▶ Written exercise
According to the worked limit solution below, what value does the limit evaluate to?

▶ Text segment
------------------------------------------------------------
Evaluate the limit #\lim_{x\rightarrow 0^+}(1/tan(x))^{1/ln(x)}#?

1 Answer
Feb 11, 2018

#1/e#

Explanation:

let #y=lim_(xrarr0^+)((1/tan(x))^(1/ln(x)))#

take ln() of both sides: #lny=ln[lim_(xrarr0^+)((1/tan(x))^(1/ln(x)))]#

move ln() into the limit: #lny=lim_(xrarr0^+)(ln[(1/tan(x))^(1/ln(x))])#

logarithm properties: #lny=lim_(xrarr0^+)((1/ln(x))ln(1/tan(x)))#
#lny=lim_(xrarr0^+)(ln(1/tan(x))/ln(x))#

if you plug in #x=0^+# directly, you get: #ln(1/tan(0^+))/ln(0^+)#
#=ln(1/0^+)/ln(0^+)#
#=ln(oo)/-oo#
#=oo/-oo#
indeterminate, so use l'hopital's rule:

#lny=lim_(xrarr0^+)((d/dx[ln(1/tan(x))])/(d/dx[ln(x)]))#
#lny=lim_(xrarr0^+)((tan(x)*d/dx(1/tan(x)))/(1/x))#
#lny=lim_(xrarr0^+)(xtan(x)*d/dx(cot(x)))#
#lny=lim_(xrarr0^+)(xtan(x)*(-csc^2(x)))#
#lny=lim_(xrarr0^+)((-xsin(x)/cos(x))/sin^2(x))#
#lny=lim_(xrarr0^+)(-x/(cos(x)sin(x)))#

again, plugging in #x=0^+# results in 0/0 (indeterminate), so use l'hopitals rule again:
#lny=lim_(xrarr0^+)((d/dx[-x])/(d/dx[(cos(x)sin(x))]))#
#lny=lim_(xrarr0^+)(-1/(-sin^2(x)+cos^2(x)))#

now plug in #x=0^+#:
#lny=lim_(xrarr0^+)(-1/(-sin^2(0^+)+cos^2(0^+)))#
#lny=lim_(xrarr0^+)(-1/1)#
#lny=-1#
#y=e^(-1)#
#y=1/e#

you've solved for y, which equals the limit you want to find.
------------------------------------------------------------
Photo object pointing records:
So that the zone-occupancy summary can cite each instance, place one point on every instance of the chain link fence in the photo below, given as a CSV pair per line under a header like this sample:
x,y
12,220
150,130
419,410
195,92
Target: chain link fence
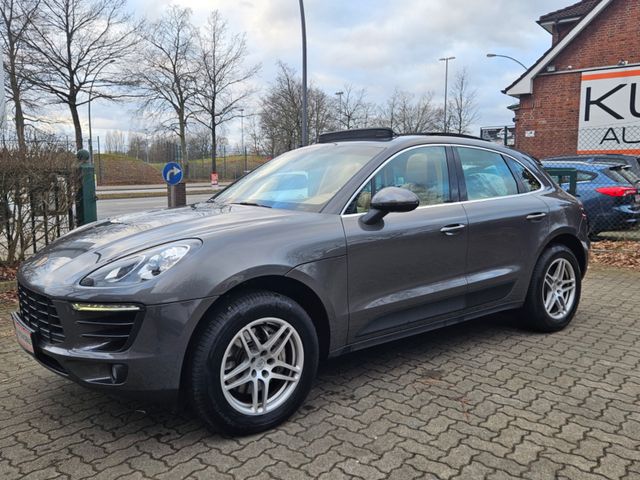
x,y
38,187
605,175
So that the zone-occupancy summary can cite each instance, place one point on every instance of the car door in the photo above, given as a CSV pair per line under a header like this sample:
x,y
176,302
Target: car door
x,y
507,224
410,267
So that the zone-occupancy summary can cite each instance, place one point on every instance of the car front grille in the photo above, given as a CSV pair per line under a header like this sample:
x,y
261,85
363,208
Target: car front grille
x,y
39,313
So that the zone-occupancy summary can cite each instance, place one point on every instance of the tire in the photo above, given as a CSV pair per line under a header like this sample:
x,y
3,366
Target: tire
x,y
266,316
562,311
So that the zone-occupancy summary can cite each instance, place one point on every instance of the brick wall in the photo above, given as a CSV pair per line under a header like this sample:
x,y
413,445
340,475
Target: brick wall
x,y
552,110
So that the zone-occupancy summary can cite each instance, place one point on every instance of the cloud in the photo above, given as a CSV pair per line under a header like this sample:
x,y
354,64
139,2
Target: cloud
x,y
380,45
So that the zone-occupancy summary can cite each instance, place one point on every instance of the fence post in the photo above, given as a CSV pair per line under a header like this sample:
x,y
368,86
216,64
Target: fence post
x,y
86,207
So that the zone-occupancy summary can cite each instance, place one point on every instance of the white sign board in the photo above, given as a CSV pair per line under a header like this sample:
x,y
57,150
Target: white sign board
x,y
610,111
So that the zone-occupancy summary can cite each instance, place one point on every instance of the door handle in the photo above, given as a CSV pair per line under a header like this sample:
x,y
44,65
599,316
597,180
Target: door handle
x,y
452,229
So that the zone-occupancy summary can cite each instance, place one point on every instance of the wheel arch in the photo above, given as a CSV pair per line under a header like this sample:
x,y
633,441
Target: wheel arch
x,y
573,243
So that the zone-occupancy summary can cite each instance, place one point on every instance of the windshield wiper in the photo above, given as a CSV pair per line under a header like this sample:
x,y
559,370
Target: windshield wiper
x,y
250,204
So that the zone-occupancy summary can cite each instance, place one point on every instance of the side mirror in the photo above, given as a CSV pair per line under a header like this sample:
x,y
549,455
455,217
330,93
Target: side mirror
x,y
389,200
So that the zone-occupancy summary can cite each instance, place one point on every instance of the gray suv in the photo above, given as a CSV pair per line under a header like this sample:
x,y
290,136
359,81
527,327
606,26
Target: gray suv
x,y
364,238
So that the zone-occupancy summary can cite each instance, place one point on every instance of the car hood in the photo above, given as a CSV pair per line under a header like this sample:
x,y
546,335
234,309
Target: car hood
x,y
106,240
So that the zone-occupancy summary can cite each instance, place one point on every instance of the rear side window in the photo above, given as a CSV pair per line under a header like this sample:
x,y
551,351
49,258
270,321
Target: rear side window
x,y
421,170
527,179
486,174
622,175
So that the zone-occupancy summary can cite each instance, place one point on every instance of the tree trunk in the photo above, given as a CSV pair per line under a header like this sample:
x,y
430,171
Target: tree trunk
x,y
19,114
183,148
76,123
213,146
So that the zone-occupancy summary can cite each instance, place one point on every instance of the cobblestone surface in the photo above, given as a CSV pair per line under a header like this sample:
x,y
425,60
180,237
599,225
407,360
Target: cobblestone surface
x,y
480,400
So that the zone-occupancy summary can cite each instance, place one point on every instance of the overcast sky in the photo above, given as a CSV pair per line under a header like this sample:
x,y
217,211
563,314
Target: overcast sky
x,y
377,45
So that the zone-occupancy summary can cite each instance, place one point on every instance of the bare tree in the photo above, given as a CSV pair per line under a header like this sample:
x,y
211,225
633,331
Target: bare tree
x,y
222,77
353,110
114,142
281,112
137,145
462,108
404,114
18,17
72,49
166,72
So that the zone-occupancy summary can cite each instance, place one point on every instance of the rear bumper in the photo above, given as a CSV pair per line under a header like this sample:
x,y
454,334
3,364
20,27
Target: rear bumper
x,y
149,367
618,219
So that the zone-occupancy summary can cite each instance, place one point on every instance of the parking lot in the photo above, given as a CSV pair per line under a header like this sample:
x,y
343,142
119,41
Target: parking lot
x,y
480,400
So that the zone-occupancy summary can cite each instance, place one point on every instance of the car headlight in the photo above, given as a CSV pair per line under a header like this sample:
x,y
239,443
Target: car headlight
x,y
139,267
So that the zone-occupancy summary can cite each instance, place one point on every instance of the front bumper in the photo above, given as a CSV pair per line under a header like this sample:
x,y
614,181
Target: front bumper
x,y
147,365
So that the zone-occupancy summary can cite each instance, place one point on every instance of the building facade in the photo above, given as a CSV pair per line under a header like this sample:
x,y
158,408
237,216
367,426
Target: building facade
x,y
583,94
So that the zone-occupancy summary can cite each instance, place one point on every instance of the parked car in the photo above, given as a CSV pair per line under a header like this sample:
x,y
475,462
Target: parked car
x,y
608,191
233,302
632,161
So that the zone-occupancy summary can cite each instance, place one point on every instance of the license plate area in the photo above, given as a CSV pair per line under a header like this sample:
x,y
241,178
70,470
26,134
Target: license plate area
x,y
24,335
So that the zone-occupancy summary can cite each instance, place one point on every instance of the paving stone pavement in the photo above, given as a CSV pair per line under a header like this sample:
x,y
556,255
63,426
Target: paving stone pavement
x,y
479,400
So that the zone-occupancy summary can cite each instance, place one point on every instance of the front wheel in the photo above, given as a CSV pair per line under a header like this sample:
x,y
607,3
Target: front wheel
x,y
554,292
254,363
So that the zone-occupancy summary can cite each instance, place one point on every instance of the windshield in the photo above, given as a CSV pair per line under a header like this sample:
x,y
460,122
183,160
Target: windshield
x,y
304,179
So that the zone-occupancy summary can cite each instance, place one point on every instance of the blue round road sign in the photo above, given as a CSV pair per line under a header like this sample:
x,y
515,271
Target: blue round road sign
x,y
172,173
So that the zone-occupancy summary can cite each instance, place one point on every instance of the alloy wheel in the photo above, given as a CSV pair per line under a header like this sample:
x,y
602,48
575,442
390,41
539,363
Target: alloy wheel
x,y
262,366
559,289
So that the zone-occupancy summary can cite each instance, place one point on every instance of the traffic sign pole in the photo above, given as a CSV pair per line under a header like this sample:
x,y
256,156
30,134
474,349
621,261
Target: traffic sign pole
x,y
176,190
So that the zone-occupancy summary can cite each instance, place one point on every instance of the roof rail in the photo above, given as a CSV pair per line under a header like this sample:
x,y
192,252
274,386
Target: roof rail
x,y
447,134
357,134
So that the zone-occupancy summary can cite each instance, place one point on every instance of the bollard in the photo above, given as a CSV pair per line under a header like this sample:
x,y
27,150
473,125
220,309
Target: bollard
x,y
177,195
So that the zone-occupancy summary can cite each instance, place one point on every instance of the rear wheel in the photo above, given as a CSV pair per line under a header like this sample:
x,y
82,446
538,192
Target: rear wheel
x,y
554,292
254,363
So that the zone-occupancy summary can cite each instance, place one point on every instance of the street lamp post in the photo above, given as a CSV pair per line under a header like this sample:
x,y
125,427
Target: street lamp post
x,y
339,95
492,55
446,87
304,76
244,150
89,107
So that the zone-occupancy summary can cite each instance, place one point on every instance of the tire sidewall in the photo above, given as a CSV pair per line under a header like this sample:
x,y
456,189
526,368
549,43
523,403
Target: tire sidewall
x,y
236,317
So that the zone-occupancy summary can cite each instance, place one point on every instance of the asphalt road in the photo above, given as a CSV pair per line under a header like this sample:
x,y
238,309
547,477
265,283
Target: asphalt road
x,y
111,208
481,400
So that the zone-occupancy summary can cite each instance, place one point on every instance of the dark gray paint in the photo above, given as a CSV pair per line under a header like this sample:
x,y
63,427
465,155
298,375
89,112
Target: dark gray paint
x,y
376,282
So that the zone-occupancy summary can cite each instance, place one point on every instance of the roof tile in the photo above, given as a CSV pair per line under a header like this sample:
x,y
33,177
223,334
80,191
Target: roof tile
x,y
579,9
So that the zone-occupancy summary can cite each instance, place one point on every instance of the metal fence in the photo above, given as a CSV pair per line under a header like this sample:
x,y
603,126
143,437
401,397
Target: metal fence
x,y
606,178
37,195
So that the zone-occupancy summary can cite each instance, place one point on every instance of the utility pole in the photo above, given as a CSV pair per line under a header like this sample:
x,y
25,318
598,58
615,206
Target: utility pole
x,y
89,106
339,95
446,88
305,139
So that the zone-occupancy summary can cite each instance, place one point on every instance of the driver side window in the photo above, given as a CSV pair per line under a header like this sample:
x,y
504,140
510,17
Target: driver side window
x,y
421,170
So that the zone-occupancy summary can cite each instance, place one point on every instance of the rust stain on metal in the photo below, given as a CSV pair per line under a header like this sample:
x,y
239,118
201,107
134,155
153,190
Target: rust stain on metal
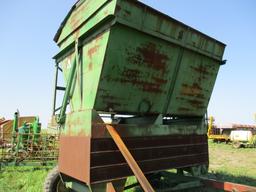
x,y
184,109
130,160
196,103
193,90
165,152
93,50
150,55
75,19
74,157
134,76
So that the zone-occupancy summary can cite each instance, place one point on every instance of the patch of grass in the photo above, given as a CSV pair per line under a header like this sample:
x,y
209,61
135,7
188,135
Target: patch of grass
x,y
226,163
22,179
234,165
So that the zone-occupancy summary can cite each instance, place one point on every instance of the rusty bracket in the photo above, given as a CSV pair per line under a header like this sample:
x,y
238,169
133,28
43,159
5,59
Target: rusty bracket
x,y
130,160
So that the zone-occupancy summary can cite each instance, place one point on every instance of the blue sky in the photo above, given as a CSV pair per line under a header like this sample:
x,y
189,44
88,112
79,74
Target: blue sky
x,y
27,70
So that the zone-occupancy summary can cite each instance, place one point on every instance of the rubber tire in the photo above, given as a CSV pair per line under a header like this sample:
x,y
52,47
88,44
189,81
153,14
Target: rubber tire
x,y
236,144
52,180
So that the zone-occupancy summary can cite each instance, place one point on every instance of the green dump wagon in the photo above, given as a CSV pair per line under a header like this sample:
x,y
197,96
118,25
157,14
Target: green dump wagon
x,y
135,72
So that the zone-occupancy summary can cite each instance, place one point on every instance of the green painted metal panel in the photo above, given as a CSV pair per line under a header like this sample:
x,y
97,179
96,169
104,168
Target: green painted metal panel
x,y
82,12
139,61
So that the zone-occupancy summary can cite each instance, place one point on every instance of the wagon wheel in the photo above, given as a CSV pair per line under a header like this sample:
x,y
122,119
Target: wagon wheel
x,y
53,182
20,155
236,144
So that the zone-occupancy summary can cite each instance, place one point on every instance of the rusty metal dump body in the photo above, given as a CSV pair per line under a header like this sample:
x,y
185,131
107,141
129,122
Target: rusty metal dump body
x,y
131,59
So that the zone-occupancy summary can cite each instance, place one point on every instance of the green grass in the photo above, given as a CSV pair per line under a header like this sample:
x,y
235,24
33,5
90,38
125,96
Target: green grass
x,y
226,163
22,179
234,165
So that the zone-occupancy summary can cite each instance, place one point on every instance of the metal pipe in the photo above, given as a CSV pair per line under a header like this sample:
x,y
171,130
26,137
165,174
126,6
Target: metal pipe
x,y
55,88
61,118
130,160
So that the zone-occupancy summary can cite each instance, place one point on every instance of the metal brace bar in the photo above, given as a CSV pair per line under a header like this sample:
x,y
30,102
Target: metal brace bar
x,y
130,160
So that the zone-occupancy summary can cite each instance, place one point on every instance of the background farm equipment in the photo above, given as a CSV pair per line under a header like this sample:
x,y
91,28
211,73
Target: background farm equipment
x,y
237,134
27,144
151,76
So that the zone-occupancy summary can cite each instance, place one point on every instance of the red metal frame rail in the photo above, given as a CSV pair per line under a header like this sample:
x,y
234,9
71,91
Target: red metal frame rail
x,y
130,160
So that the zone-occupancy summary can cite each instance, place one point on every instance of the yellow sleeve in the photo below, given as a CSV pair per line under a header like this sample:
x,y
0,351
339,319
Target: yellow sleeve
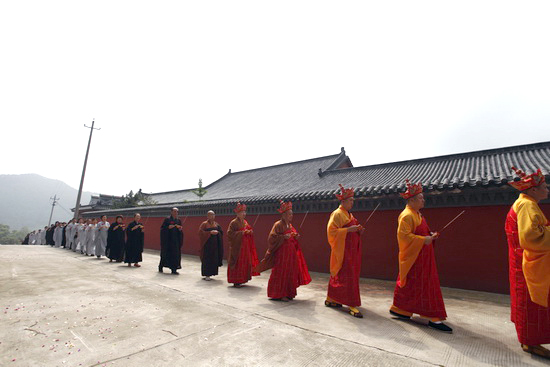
------------------------------------------------------------
▶ Task answer
The limit equals 1/e, that is, e^(-1).